>>>

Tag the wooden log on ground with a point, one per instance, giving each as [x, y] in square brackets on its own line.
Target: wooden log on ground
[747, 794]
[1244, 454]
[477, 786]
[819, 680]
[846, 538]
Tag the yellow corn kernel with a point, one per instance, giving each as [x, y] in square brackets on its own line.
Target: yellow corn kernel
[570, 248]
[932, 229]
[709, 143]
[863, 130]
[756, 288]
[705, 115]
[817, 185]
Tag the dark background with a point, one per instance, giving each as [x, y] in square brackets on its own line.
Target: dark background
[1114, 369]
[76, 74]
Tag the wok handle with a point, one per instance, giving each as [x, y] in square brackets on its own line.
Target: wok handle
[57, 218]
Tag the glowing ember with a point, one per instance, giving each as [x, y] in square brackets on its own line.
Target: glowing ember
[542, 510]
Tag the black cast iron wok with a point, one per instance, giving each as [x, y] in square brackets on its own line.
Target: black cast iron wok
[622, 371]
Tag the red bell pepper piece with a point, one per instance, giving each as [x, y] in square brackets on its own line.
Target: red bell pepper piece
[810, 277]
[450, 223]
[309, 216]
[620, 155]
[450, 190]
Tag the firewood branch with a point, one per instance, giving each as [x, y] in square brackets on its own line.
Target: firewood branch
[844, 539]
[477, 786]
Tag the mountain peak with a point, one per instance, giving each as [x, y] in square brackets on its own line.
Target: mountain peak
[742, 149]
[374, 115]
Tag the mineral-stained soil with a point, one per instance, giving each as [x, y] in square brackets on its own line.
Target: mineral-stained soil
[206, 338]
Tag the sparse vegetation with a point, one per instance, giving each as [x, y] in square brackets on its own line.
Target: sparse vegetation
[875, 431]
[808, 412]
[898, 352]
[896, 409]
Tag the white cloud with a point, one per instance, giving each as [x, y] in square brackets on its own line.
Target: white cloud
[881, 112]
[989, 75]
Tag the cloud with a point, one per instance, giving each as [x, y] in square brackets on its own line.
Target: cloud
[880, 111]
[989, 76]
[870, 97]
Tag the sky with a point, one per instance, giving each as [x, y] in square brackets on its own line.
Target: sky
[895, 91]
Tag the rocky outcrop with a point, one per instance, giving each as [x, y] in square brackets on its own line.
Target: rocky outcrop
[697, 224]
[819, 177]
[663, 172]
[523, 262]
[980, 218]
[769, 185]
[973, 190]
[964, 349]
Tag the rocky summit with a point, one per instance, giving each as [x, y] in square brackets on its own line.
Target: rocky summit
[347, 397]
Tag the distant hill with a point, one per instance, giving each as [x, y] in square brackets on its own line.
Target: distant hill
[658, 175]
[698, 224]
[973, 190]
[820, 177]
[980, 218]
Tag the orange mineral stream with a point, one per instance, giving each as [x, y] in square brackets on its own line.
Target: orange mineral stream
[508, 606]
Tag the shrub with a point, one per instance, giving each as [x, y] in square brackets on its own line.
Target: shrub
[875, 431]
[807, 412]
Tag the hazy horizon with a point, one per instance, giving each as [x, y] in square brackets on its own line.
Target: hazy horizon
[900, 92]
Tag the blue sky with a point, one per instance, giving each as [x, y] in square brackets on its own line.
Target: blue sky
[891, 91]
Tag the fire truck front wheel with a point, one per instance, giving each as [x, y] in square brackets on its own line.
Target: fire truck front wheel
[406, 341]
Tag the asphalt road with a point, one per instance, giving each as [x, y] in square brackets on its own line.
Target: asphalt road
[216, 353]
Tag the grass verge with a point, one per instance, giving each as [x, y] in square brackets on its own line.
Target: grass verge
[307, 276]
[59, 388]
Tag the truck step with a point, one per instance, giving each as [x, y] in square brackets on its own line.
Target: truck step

<<<

[Required action] The lines holding the word "step" are the answer. Find them in the entries and copy them.

[Output for this task]
Tag the truck step with a point, one per instance, giving each as [x, y] in square brackets on its own line.
Target: truck step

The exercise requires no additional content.